--- Start ---

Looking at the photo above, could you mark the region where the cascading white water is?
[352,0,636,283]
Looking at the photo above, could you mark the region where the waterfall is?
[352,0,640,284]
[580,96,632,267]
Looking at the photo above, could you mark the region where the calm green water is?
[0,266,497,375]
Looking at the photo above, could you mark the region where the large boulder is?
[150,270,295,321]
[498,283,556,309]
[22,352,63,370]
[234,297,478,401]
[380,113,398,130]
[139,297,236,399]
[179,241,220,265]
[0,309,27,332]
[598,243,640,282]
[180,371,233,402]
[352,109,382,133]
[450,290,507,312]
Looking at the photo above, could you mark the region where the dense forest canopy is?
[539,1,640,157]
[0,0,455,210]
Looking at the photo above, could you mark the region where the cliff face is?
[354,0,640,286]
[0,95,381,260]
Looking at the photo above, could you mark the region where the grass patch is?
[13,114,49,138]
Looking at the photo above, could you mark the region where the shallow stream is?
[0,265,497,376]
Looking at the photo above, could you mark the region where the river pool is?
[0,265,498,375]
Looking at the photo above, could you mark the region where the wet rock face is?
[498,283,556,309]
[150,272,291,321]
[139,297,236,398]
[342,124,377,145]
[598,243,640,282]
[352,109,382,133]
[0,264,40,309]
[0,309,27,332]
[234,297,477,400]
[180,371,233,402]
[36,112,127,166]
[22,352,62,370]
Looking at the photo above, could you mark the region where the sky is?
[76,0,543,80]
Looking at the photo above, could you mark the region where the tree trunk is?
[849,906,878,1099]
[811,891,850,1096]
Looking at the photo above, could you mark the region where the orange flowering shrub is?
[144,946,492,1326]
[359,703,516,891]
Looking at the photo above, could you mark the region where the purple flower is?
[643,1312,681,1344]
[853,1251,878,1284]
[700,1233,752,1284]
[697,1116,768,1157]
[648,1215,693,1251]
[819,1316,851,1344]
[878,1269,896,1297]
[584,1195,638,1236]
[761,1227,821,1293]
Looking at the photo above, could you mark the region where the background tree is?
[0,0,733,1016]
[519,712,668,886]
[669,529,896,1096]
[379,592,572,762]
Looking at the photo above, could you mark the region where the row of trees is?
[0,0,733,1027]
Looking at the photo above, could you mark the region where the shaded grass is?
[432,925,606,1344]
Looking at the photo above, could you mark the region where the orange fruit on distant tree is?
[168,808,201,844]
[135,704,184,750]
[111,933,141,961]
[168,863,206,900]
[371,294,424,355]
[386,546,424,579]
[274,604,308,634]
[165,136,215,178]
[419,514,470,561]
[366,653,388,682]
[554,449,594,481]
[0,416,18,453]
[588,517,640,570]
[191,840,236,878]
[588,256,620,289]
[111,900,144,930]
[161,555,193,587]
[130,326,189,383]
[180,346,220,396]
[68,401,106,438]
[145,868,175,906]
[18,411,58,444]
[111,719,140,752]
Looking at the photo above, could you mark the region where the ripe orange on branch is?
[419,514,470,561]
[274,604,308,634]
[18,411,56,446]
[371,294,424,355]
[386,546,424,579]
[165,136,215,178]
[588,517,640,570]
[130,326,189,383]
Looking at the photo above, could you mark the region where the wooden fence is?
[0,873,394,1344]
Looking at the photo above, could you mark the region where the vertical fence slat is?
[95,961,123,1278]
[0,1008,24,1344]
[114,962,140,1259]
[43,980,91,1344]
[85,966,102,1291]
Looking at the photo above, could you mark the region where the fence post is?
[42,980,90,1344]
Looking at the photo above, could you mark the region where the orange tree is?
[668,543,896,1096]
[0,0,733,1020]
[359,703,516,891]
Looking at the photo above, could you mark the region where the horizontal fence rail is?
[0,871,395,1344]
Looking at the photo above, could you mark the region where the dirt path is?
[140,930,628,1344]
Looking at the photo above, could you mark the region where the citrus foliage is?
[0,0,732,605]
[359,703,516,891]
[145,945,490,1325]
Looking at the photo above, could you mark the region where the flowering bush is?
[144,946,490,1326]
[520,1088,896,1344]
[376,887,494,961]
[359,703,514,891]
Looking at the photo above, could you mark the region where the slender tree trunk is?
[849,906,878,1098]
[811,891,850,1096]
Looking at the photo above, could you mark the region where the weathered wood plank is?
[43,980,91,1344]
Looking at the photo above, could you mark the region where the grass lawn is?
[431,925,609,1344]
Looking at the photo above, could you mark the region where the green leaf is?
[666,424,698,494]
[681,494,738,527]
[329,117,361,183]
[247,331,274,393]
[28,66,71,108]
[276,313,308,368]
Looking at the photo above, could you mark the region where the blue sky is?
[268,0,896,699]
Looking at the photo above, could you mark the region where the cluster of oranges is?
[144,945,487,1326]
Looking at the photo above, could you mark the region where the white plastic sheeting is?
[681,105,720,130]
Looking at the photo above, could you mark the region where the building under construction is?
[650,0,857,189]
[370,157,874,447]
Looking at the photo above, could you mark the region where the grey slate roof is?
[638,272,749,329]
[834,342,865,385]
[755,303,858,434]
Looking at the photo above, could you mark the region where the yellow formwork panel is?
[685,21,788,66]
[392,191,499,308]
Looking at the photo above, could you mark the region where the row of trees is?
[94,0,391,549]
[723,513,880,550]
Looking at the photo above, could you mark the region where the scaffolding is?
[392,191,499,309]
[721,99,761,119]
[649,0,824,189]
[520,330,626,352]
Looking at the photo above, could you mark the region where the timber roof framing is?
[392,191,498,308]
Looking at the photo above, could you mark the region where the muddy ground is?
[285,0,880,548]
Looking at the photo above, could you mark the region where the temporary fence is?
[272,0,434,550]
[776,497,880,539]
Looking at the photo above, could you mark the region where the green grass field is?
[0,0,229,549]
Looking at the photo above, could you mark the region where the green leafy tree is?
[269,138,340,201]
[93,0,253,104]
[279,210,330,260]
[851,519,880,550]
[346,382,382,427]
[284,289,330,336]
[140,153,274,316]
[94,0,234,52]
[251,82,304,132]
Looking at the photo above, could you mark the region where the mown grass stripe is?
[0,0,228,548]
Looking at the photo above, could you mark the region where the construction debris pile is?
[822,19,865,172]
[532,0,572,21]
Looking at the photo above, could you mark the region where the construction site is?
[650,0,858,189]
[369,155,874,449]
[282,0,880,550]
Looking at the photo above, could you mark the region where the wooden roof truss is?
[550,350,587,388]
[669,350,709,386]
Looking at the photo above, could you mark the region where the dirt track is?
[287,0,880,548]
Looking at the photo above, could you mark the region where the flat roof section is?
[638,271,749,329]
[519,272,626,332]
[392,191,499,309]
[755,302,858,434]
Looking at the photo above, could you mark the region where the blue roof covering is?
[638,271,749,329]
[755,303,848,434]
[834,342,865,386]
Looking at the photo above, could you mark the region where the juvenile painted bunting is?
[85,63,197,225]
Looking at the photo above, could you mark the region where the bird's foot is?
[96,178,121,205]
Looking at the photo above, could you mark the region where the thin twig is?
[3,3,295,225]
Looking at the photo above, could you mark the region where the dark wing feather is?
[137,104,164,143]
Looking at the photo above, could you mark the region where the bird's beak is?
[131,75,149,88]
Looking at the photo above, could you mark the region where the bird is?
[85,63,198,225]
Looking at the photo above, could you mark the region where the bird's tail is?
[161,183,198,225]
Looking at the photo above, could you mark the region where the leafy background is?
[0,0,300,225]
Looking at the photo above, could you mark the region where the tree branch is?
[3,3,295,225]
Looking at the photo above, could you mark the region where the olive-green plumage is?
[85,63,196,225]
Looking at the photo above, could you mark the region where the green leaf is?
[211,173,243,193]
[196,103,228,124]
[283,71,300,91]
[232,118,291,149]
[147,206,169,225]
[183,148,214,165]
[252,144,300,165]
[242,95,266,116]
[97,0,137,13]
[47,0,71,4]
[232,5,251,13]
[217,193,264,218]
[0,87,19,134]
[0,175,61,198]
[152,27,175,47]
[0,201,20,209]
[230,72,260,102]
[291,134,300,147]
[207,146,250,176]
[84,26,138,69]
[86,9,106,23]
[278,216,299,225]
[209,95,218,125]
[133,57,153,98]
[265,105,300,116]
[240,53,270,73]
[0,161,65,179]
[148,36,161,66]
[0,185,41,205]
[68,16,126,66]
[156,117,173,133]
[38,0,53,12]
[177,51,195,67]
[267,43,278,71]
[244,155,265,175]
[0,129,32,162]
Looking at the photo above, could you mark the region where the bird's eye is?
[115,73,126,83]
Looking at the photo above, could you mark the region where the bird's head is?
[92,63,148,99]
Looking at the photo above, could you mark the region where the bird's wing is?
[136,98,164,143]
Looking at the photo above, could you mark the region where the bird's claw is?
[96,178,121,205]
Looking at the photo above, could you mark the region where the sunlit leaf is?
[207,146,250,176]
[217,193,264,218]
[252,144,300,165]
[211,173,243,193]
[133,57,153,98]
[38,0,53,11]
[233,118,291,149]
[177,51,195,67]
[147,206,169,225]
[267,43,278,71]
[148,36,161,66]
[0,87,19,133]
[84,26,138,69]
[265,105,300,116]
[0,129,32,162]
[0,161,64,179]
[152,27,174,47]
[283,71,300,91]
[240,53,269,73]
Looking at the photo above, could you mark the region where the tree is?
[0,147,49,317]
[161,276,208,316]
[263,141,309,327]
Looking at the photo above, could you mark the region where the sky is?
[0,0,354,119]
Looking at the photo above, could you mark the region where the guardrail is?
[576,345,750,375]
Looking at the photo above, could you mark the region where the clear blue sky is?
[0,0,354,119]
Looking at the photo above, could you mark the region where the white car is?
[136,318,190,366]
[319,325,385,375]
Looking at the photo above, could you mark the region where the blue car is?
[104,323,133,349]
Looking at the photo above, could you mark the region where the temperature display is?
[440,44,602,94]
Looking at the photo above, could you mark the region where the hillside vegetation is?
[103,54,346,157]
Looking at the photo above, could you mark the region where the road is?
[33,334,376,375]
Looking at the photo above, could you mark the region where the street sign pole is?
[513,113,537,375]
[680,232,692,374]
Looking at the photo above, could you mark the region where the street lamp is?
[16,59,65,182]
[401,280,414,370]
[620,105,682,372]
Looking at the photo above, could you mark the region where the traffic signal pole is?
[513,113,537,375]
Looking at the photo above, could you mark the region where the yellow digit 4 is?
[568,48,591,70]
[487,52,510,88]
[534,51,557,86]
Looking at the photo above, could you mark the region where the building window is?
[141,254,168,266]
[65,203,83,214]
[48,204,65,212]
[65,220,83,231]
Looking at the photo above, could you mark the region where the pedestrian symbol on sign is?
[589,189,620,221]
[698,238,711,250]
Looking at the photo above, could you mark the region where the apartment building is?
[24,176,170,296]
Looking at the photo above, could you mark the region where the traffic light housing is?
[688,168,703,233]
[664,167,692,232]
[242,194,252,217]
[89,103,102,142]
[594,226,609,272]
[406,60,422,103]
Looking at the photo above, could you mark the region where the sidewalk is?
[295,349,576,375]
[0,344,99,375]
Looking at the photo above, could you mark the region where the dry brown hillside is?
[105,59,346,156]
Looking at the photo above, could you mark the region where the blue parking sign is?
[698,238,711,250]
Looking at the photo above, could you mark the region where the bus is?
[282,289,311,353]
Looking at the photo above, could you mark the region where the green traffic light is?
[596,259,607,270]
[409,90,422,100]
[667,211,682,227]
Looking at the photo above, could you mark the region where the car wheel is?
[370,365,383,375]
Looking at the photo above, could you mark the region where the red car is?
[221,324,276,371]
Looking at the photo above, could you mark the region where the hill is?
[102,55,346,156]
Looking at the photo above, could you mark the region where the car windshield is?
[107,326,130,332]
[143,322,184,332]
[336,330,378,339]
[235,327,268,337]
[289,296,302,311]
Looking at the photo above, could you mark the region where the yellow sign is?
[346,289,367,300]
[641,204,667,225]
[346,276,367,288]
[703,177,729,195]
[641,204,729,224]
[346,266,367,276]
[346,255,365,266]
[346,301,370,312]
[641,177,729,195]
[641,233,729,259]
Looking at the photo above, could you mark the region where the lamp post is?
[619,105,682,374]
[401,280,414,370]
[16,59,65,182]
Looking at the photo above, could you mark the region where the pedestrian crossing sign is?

--- End ---

[Instructions for the task] Could you copy the records above word for word, starting at their first line and ending with the line that contains "[0,266,497,375]", including both?

[Correct response]
Looking at the photo above, could you mark the region where the cascading white water is?
[352,0,636,283]
Looking at the photo above, could you mark the region where the waterfall is?
[352,0,640,284]
[580,96,632,267]
Looking at the photo above, could you mark the region where the calm green water is?
[0,266,497,375]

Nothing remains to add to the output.